• Problem: Restate the records that follow word for word; no pictures should appear.

[Stored data entries]
* * * * * * * * *

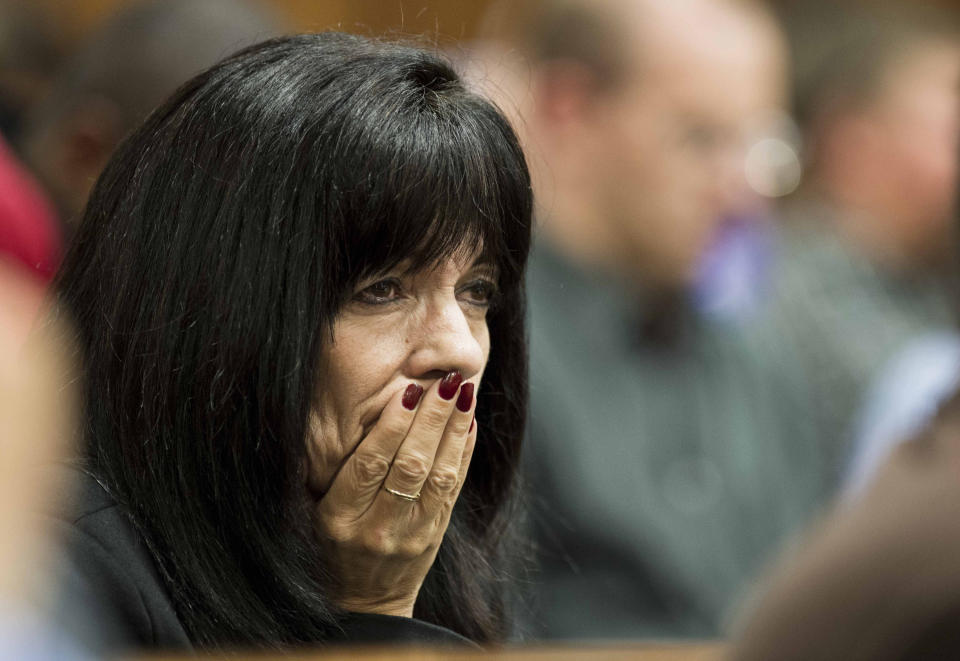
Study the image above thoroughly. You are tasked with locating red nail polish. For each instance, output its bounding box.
[438,371,463,400]
[402,384,424,410]
[469,416,475,432]
[456,382,474,412]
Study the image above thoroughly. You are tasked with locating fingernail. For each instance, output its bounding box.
[469,416,475,432]
[456,382,475,412]
[402,383,424,410]
[438,371,463,400]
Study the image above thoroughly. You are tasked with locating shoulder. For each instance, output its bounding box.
[46,465,191,654]
[332,613,478,647]
[47,466,474,651]
[845,332,960,497]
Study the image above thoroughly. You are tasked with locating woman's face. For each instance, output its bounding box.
[307,250,497,495]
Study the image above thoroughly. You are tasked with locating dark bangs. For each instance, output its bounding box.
[311,51,531,301]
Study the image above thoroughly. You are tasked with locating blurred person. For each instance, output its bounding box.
[717,12,960,638]
[0,1,62,283]
[0,1,61,143]
[0,262,84,659]
[728,387,960,661]
[689,8,801,322]
[766,1,960,480]
[19,0,282,229]
[0,134,61,282]
[0,44,75,649]
[51,32,532,654]
[477,0,826,639]
[844,329,960,499]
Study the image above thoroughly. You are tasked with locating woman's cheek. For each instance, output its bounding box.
[305,407,340,496]
[310,320,406,489]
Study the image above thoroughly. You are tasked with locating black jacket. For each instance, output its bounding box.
[48,465,473,654]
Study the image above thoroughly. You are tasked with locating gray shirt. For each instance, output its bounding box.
[523,242,828,639]
[767,200,956,477]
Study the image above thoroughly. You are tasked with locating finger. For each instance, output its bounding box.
[420,381,475,507]
[428,416,477,519]
[322,382,424,517]
[381,370,462,504]
[455,415,478,494]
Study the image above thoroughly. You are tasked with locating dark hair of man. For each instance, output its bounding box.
[483,0,631,90]
[24,0,280,146]
[775,0,959,140]
[54,32,532,649]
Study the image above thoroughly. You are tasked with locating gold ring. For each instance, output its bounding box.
[384,486,421,502]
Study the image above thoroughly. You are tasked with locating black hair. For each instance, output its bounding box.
[54,32,532,650]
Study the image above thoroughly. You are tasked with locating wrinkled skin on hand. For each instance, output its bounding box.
[314,373,477,617]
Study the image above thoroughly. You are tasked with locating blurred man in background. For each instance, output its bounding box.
[18,0,282,230]
[767,1,960,485]
[477,0,826,639]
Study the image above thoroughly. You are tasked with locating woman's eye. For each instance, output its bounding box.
[459,279,499,307]
[354,279,403,305]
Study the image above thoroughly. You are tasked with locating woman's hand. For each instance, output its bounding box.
[314,370,477,617]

* * * * * * * * *

• Response:
Study the image above thoroughly. You are tasked with locating red nail polish. For each instance, output its bounding box.
[438,371,463,400]
[402,384,424,410]
[469,416,475,432]
[456,382,474,412]
Study the image above thoroughly. You are tasked with locating fingernail. For each instance, output its bounding box.
[469,416,475,432]
[456,382,475,412]
[402,383,424,410]
[438,371,463,400]
Study the image above thoroughly. You are tasked with locating shoulder. For each instance, output its bounding box.
[46,465,191,654]
[332,613,478,647]
[47,466,474,651]
[845,332,960,497]
Study the image above thoroughly. You are tasked with locating woman's face. For each instance, output its bounding box.
[307,250,497,495]
Study the image above thoroughly. You are tasked with locating dark bangs. For each instance, output its bounding box.
[311,51,531,301]
Study the image above thoroughly. You are tasked with locating blurred person. For each instance, output its bounding box.
[717,12,960,638]
[0,1,62,283]
[0,1,61,143]
[0,262,84,659]
[728,387,960,661]
[689,8,801,322]
[766,1,960,480]
[19,0,282,229]
[0,134,61,282]
[0,44,75,649]
[51,32,532,654]
[477,0,826,639]
[844,329,960,499]
Study the image above thoroughly. You are tasked with locating woman's cheek. For each instance, output its bounding box.
[305,407,340,496]
[310,320,406,489]
Study the image above thoroughly. You are tasked with locating black jacket. For each instance, output its bounding box.
[48,465,473,654]
Study the image above thoroughly. You are tasked with locating gray shirt. For each instance, output its bounding box.
[523,242,828,639]
[767,200,956,477]
Study the image above thoroughly. You are tasked with locating finger. For each instance, output its bounding box.
[420,381,475,507]
[428,416,477,519]
[322,382,424,517]
[381,370,462,504]
[455,415,478,494]
Study the image above thoroughly. You are tasked with locating dark hair of man. For each instance, output its bounding box.
[483,0,631,90]
[24,0,280,146]
[775,0,959,140]
[54,32,532,649]
Study the image above thoroughly. You are tasked with locating gold ring. For each instance, output its bounding box.
[384,486,421,502]
Study the image above thoroughly. You are tasked with locating black hair. For each instance, output its bounding box.
[54,32,532,650]
Study the image above thoroughly. You are tasked with locating wrinkled skin on hand. For each instance, output its bounding box.
[314,373,477,617]
Study the image above thoroughly. You are tasked with locating blurred man in background. For each instance, output its bounding box.
[18,0,282,230]
[767,1,960,485]
[477,0,826,639]
Study the image above thoroughly. You are tasked with locating woman's eye. For each instance, output its bounding box.
[459,279,499,307]
[354,279,403,305]
Study the image above thoroughly. You are tasked with locating woman's hand. For each instance, output its bounding box.
[314,370,477,617]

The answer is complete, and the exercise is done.